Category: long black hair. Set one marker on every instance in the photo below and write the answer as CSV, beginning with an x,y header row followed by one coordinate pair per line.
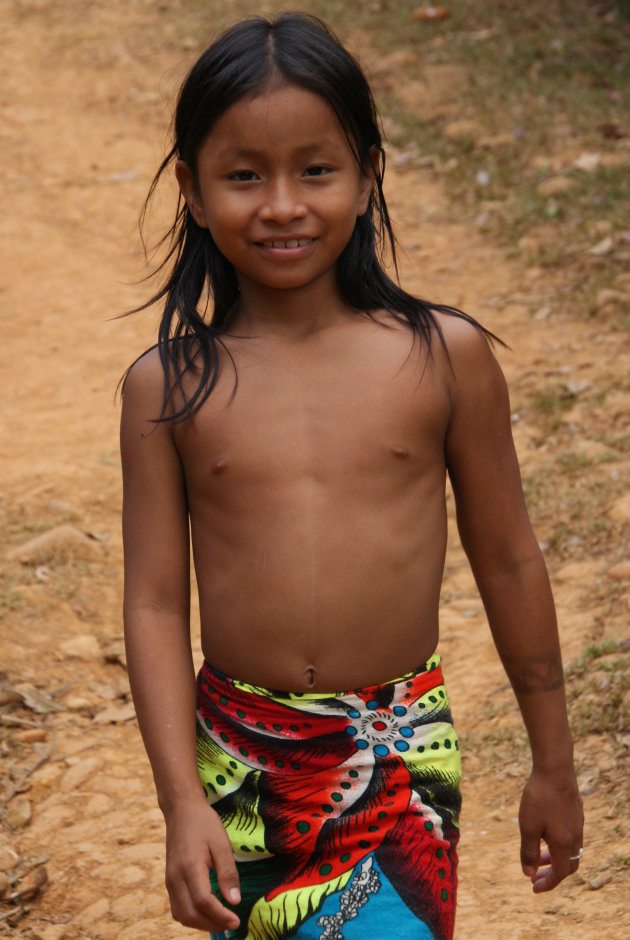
x,y
301,50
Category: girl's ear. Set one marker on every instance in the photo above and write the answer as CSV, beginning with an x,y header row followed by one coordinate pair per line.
x,y
190,192
368,179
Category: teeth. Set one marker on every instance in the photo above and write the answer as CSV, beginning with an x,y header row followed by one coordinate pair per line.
x,y
292,243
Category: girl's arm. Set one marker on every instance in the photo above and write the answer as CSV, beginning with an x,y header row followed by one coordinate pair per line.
x,y
157,637
512,579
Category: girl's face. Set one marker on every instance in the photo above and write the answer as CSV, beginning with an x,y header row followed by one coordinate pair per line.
x,y
278,187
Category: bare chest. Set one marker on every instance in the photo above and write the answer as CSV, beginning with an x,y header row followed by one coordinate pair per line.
x,y
375,418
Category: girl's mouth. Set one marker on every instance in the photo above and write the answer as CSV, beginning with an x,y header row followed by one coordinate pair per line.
x,y
285,243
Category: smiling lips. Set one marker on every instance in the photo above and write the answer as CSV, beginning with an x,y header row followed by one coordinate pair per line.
x,y
285,243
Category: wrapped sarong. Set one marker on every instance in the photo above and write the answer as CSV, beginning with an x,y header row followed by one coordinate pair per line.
x,y
342,808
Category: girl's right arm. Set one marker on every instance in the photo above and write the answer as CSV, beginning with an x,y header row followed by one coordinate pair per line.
x,y
157,637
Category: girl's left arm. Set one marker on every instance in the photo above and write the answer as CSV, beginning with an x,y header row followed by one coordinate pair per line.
x,y
512,579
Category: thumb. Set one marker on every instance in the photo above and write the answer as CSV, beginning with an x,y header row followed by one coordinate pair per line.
x,y
530,853
227,875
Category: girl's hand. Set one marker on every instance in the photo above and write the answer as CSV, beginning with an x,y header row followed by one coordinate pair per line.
x,y
196,841
551,809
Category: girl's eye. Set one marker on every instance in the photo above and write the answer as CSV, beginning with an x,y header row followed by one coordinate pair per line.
x,y
317,170
243,176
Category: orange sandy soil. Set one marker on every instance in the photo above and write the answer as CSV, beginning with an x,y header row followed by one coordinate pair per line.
x,y
86,93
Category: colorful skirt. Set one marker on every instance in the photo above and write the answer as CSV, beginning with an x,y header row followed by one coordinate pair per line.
x,y
342,808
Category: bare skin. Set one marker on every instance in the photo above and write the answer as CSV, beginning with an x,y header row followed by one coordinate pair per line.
x,y
316,502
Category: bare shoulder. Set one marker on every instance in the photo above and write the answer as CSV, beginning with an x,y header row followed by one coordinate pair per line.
x,y
469,354
145,373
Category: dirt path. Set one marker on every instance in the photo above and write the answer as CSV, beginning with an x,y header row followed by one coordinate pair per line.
x,y
85,103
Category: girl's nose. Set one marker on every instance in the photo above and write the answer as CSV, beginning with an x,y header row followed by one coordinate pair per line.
x,y
283,202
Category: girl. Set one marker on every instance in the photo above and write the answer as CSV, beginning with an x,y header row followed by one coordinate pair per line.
x,y
298,414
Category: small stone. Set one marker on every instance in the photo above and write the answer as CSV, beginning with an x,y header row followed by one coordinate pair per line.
x,y
94,912
76,776
607,297
598,882
31,735
604,247
588,162
8,858
555,186
497,142
19,814
32,884
61,544
84,647
115,715
52,932
431,14
457,130
620,571
620,512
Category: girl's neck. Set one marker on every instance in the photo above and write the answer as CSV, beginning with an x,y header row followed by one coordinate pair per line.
x,y
289,314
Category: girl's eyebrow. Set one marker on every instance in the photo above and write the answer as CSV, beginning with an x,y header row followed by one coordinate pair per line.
x,y
247,153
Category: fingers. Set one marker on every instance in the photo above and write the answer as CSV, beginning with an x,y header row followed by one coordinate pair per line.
x,y
194,905
530,851
196,843
227,875
550,873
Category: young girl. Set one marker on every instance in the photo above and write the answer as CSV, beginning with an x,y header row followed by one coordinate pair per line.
x,y
298,416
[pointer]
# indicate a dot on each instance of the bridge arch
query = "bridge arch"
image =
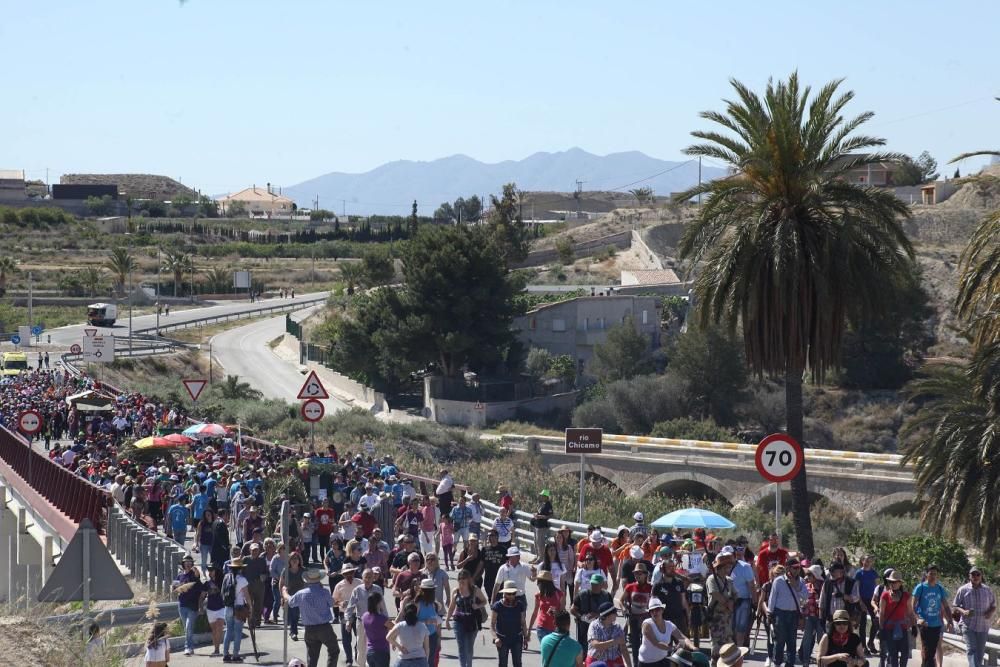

◆ Work to be completed ◆
With the images excluded, reproduce the data above precisely as written.

◆ Answer to the problem ◆
Category: long black hair. Set one marker on every instance in the photo below and write the answer as CSV, beginning with an x,y header row followed by one coordinate pair per line.
x,y
301,50
Category: girl's ear. Set one marker on every instance in the photo above and write the answer as CSV, beginning with an x,y header row followed by one coordinate pair per line.
x,y
190,192
368,179
Category: teeth. Set one marker on every instance in the photo above and write the answer as CSV, beginning with an x,y header row followed by one coordinate pair per line.
x,y
292,243
Category: girl's arm. Set one marker on every instance in the photo above and write the answer as CSV, beginning with an x,y header row followed by one coordinate pair per line.
x,y
157,637
512,579
Category: girl's face. Set one marker on every instance in the photo above and write the answer as CSV, beginning with an x,y header row followed by one coordinate pair per line.
x,y
278,187
Category: bare chest. Set one marker on every instance in the photo above and write the answer as CSV, beginning with an x,y header row followed by one coordinate pair per line.
x,y
375,418
Category: girl's mouth. Set one marker on every instance in the photo above and write the answer as CSV, beginning with an x,y header row followed by one coordinate pair per line.
x,y
285,243
Category: smiling lips. Set one marker on every instance in the photo above and write the answer as CSV, beginning with an x,y header row followed by one coordinate pair per line.
x,y
285,243
Category: wrapped sarong. Set one marker on every instance in the photo above and write the answer as CSV, beginning with an x,y header row followed by one coordinate pair per line.
x,y
342,808
Category: girl's right arm. Set one marker on every instance in the photo above and write the answer as CSV, beginning with an x,y header row followed by one coordinate pair per line.
x,y
157,637
Category: girl's left arm. Set one marker on every instance in the photo above and write the answer as CSV, beginning with an x,y header row followed by one coordinate pair per line.
x,y
512,579
Category: thumb. Set one marker on every instance in the photo above and write the answer as CSV, beginning with an x,y header row followed by one coordinate pair per line.
x,y
530,853
227,875
Category: girl's hand. Set one marker on every instance in the photo above and write the answer as CSV, beginning with an x,y header row followed by one coordinate pair per line.
x,y
196,841
551,809
Category: girl's eye. Set one marker on every instance in the photo above and write the answer as CSV, beginning with an x,y header row followed by one coordinate pair per line.
x,y
317,170
243,176
Category: orange sandy soil. Set one marker on every instance in the photo above and write the answer as CSV, beginning with an x,y header row followed by one coordinate pair per line.
x,y
86,93
Category: colorful skirt. Set one marker on every instance in the photo above and write the answer as CSV, beginning with an x,y header row followed by one coordinate pair per line.
x,y
342,808
Category: bare skin. Set one marker on every instance in the photo above and write the answer as CSV, beginning with an x,y header row followed by one coordinate pair per line.
x,y
316,502
Category: bare shoulder. Set one marker on every instance in the photo above and write the answer as CSV, beginning with an x,y header row followed by one coordinate pair per line.
x,y
469,354
145,373
Category: dirt path. Set one marker on every instance in the photo above and write the answer as CSV, beginning with an x,y header row followed by one coordinate pair per line.
x,y
85,103
Category: girl's nose. Set one marker on every instance in the photo above and write the answer as CSV, beginning with an x,y header row followed by one coordinate pair per line.
x,y
283,202
Category: girl. Set one marker on every instance in the photo above and write the answer as CSV, beginning with an x,y header row followed by one coordinate pair per line.
x,y
298,414
Category: small stone. Set one marker on every instance in the photo above and write the answer as CSV, beginning with an x,y header row followed by one coordinate pair per line.
x,y
94,912
76,776
607,297
598,882
31,735
604,247
588,162
8,858
555,186
497,142
19,814
32,884
61,544
84,647
115,715
52,932
431,14
457,130
620,571
620,512
Category: girl's neck. Set one marker on every instance in the photo above and write the answer as CSV, beginning with an x,y header row followed by one coordinate pair per line.
x,y
289,314
Category: girl's eyebrow. Set one marker on every instance in the photo above and write the answer as CSV, beginning with an x,y header row followed by one coordinate pair per line.
x,y
247,153
Category: fingers. Set one marker on every instance in the photo above and write the answer as CSV, beginning with an x,y header row followed by one coordinate pair per line.
x,y
194,905
530,851
196,843
227,875
550,873
Category: young girl. Set one marker on every instance in the photo above and write the answer as CSV, beginning with an x,y header row followed by one coordinate pair per line.
x,y
298,416
[pointer]
# indicate a dot on each instance of the bridge arch
query = "bridge arch"
image =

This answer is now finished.